-- START ENTRIES --

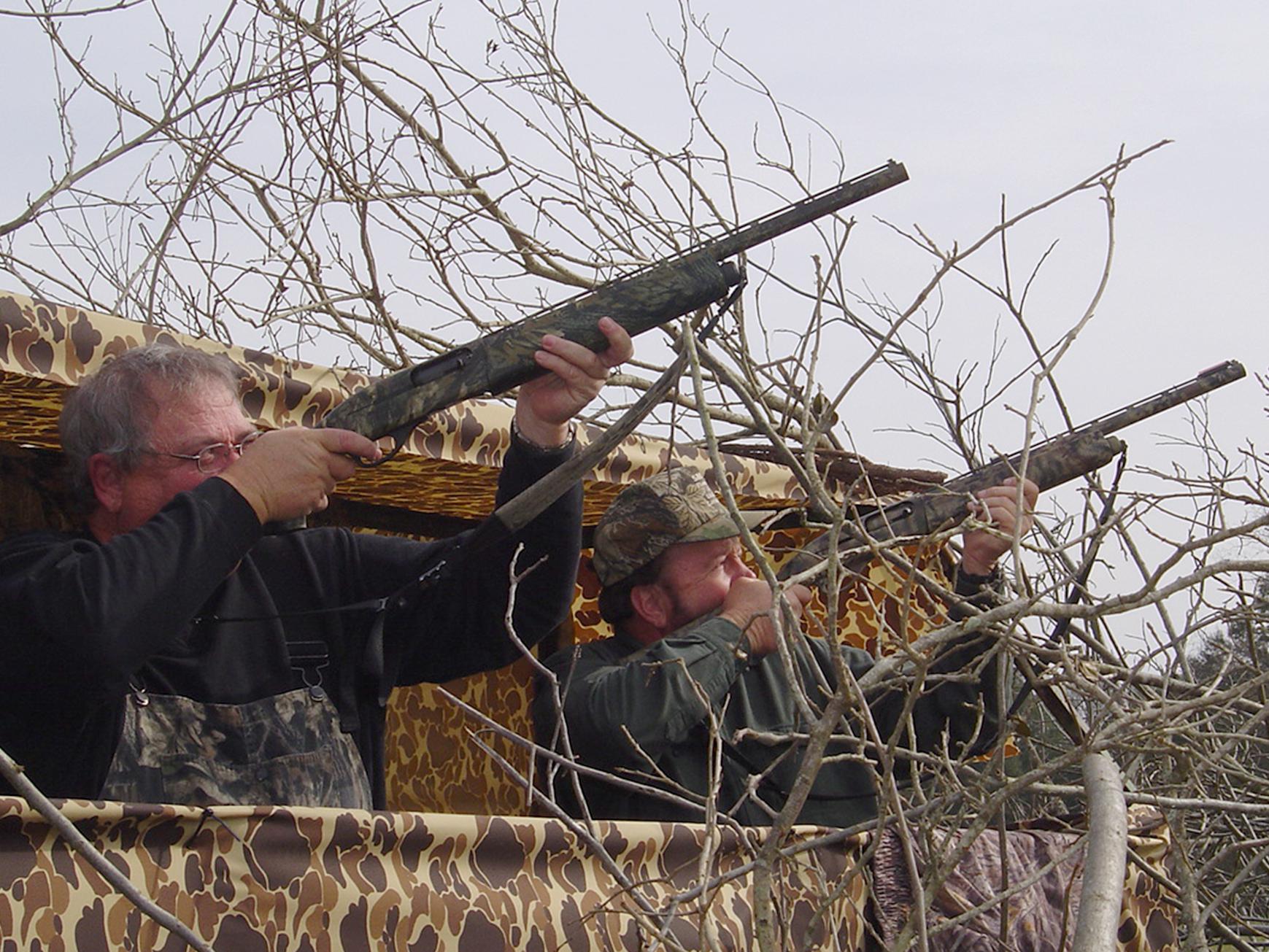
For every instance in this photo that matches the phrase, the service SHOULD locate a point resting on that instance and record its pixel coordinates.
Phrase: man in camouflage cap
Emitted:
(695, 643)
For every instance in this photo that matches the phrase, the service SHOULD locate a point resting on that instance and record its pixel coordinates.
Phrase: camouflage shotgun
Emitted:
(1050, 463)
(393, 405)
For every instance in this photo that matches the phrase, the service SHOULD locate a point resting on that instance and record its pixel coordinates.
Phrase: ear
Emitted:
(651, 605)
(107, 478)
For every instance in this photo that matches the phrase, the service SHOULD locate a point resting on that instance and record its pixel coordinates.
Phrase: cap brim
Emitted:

-- END ENTRIES --

> _THE EXERCISE_: Pull out each line that contains the word "camouflage".

> _RESULT FOR THIS TASK_:
Phrase: man in camouflage cap
Phrase: camouflage shotgun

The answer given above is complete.